→ EXERCISE REQUIREMENTS
Collect every line in the records below that contains the string "silhouetted", and copy each one out. Case counts.

→ INPUT RECORDS
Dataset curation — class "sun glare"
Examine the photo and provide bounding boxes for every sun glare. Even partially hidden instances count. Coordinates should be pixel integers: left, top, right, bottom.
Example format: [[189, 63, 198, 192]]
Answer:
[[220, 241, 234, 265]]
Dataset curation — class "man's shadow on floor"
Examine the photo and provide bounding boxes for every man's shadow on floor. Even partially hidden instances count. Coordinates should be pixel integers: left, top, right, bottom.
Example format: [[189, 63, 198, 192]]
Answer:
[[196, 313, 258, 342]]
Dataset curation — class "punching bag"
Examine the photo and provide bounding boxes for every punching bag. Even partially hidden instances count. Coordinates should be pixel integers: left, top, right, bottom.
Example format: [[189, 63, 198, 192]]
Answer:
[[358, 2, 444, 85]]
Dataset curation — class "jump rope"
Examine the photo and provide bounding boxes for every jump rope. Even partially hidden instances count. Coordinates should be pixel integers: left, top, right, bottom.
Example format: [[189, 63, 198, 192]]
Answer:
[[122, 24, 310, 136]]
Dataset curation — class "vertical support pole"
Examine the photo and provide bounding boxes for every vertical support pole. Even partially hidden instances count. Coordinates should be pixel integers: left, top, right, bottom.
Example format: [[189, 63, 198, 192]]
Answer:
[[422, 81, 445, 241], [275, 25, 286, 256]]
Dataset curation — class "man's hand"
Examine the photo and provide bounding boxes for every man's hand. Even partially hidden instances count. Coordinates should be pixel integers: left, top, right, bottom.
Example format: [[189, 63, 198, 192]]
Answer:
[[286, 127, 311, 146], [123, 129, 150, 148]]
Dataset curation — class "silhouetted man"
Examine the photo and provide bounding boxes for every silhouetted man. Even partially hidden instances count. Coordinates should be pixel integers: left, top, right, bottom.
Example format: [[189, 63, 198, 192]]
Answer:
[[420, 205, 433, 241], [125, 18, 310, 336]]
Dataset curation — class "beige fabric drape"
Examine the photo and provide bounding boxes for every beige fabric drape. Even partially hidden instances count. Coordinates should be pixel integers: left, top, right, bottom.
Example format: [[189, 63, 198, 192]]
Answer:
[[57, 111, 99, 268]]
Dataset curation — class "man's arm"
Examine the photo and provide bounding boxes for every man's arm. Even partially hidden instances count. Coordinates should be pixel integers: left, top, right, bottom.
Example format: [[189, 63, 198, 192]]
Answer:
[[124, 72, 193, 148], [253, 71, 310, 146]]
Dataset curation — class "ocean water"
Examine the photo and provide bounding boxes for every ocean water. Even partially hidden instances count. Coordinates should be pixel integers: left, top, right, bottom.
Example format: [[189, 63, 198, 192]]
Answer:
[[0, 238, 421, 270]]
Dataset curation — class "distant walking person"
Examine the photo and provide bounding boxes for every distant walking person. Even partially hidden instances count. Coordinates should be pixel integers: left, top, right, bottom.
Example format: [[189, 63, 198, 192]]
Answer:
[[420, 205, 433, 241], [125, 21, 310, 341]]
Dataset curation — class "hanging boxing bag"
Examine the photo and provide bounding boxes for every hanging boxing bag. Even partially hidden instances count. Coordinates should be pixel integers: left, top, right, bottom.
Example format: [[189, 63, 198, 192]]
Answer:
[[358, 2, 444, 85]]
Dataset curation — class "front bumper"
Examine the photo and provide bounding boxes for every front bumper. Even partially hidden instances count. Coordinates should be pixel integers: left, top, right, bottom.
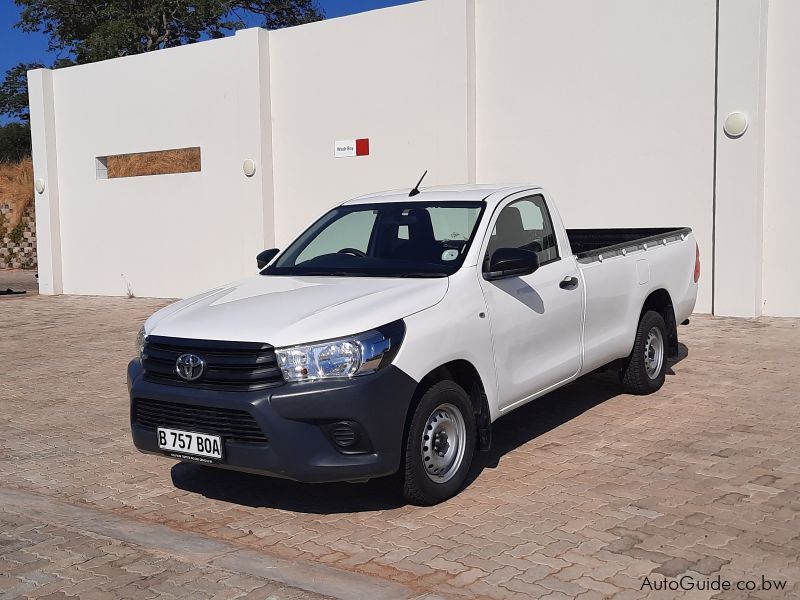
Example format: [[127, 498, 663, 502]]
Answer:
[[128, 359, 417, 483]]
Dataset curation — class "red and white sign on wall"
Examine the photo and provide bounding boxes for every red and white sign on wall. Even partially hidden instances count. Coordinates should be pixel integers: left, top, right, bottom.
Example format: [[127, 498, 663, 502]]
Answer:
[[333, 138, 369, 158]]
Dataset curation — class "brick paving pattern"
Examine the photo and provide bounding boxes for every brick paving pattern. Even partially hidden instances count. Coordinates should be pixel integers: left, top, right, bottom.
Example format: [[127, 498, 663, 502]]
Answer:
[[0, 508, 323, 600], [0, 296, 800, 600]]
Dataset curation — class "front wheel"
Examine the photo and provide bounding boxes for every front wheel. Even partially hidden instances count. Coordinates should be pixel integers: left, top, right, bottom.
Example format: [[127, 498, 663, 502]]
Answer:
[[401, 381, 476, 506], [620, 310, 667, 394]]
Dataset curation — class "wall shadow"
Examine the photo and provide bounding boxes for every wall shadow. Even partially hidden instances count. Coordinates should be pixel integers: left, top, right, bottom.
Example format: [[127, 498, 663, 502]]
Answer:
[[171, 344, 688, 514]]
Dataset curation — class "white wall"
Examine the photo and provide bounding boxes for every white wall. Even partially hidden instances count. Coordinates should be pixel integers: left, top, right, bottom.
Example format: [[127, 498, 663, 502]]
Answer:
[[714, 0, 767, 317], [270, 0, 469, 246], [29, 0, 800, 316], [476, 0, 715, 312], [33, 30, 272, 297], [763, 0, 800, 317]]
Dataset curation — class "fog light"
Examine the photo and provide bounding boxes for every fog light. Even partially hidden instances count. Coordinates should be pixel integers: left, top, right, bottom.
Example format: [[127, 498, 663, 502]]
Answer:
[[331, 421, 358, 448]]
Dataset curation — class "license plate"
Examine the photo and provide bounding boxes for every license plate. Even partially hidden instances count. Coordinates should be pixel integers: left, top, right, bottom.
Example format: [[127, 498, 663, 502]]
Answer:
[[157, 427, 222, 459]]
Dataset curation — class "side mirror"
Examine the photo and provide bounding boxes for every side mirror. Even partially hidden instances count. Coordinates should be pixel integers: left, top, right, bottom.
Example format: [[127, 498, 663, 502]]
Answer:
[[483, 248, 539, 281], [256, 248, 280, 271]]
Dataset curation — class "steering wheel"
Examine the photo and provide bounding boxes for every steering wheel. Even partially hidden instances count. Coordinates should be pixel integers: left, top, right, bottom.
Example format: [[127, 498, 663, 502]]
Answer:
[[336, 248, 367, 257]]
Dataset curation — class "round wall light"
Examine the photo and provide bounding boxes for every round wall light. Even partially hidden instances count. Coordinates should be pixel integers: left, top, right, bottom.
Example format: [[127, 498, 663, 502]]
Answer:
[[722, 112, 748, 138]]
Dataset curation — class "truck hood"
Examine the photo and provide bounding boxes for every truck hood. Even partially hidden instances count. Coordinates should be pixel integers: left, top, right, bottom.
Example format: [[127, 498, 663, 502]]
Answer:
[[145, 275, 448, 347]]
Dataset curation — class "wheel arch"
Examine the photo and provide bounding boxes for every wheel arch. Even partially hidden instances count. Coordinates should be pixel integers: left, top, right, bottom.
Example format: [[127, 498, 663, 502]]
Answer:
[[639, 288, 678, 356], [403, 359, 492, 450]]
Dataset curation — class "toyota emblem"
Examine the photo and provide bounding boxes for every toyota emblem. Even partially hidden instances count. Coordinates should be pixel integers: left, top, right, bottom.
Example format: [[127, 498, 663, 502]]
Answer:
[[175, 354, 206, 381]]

→ THE RESPONSE
Dataset curation — class "silhouetted man"
Examine the photo and provide bounding boxes for every silhouetted man. Even partially hidden instances count. Coordinates should be pixel integers: left, top, right, bottom.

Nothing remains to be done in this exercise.